→ PASSAGEM CITADA
————

Um Mundo do Crime
África Junta-se aos Esforços Globais da Luta Contra Instituições do Crime Organizado
EQUIPA DA ADF
A versão dos filmes do crime organizado apresenta, tipicamente, cartéis de droga da América Latina com armamento pesado ou grupos de máfia italiana que gerem esquemas de extorsão.
O verdadeiro crime organizado é mais sofisticado, diversificado ou abrangente do que qualquer filme famoso ou estereótipo cultural. Os criminosos operam de diversas formas, grandes e pequenas, com diversos interesses numa variedade de arenas.
Este também é o caso de África, e o continente tem ganhado cada vez mais a atenção da comunidade internacional no que concerne a uma totalidade de crimes apreciados pelas redes criminosas organizadas. Desde a caça furtiva ao tráfico de seres humanos, contrabando de drogas aos crimes marítimos, a África apresenta uma série de instituições do crime organizado.
A África também oferece uma lição na variedade e tipos sofisticados de crime organizado, com quatro principais categorias evidentes no continente.
Os Quarto Tipos de Crime Organizado
Um artigo de Mark Shaw, director da Iniciativa Global Contra o Crime Organizado Transnacional, publicado pelo Instituto de Estudos de Segurança (IES), apresenta os quatro principais tipos de crime organizado em África. Existem algumas sobreposições entre eles.
O primeiro tipo é uma organização ao estilo da máfia, presente onde tais actividades criminosas já estão bem estabelecidas e definidas pela violência. A Cidade do Cabo, na África do Sul, é um exemplo.
“As gangues da cidade e as redes de crime — incluindo ligações corruptas no seio da polícia — permitem estabelecer paralelos com a máfia italiana,” escreve Shaw. “Os criminosos das gangues ou de estilo da máfia, na Cidade do Cabo, matam, extorquem, traficam substâncias ilícitas e têm ligações com o Estado.”
Este primeiro tipo pode parecer de, alguma forma, diferente num outro lugar. Na Nigéria, por exemplo, os grupos de criminosos operam ao estilo da máfia, com mais alcance global, mas menos controlo do território doméstico. Os criminosos nigerianos têm influência na Itália, especialmente se estiverem relacionados com o tráfico de seres humanos.

————

→ LISTA DO MATERIAL
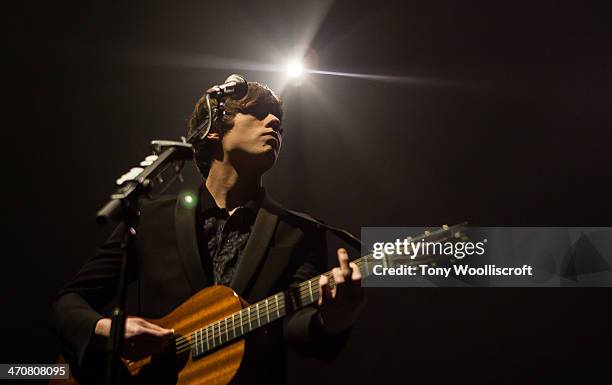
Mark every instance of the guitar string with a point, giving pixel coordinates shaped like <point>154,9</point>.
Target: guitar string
<point>186,343</point>
<point>305,290</point>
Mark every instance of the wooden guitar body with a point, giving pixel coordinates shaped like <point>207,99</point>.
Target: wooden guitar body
<point>211,325</point>
<point>176,367</point>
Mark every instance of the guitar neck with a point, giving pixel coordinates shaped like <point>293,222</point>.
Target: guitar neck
<point>279,305</point>
<point>270,309</point>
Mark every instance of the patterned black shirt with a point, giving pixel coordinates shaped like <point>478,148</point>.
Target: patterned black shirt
<point>226,235</point>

————

→ DESCRIÇÃO DA TAREFA
Transcreva o trecho do artigo sobre o crime organizado em África, começando em "O primeiro tipo" e terminando em "de seres humanos.". O material provém de uma fonte distinta.

→ RESOLUÇÃO DO EXERCÍCIO
O primeiro tipo é uma organização ao estilo da máfia, presente onde tais actividades criminosas já estão bem estabelecidas e definidas pela violência. A Cidade do Cabo, na África do Sul, é um exemplo.
“As gangues da cidade e as redes de crime — incluindo ligações corruptas no seio da polícia — permitem estabelecer paralelos com a máfia italiana,” escreve Shaw. “Os criminosos das gangues ou de estilo da máfia, na Cidade do Cabo, matam, extorquem, traficam substâncias ilícitas e têm ligações com o Estado.”
Este primeiro tipo pode parecer de, alguma forma, diferente num outro lugar. Na Nigéria, por exemplo, os grupos de criminosos operam ao estilo da máfia, com mais alcance global, mas menos controlo do território doméstico. Os criminosos nigerianos têm influência na Itália, especialmente se estiverem relacionados com o tráfico de seres humanos.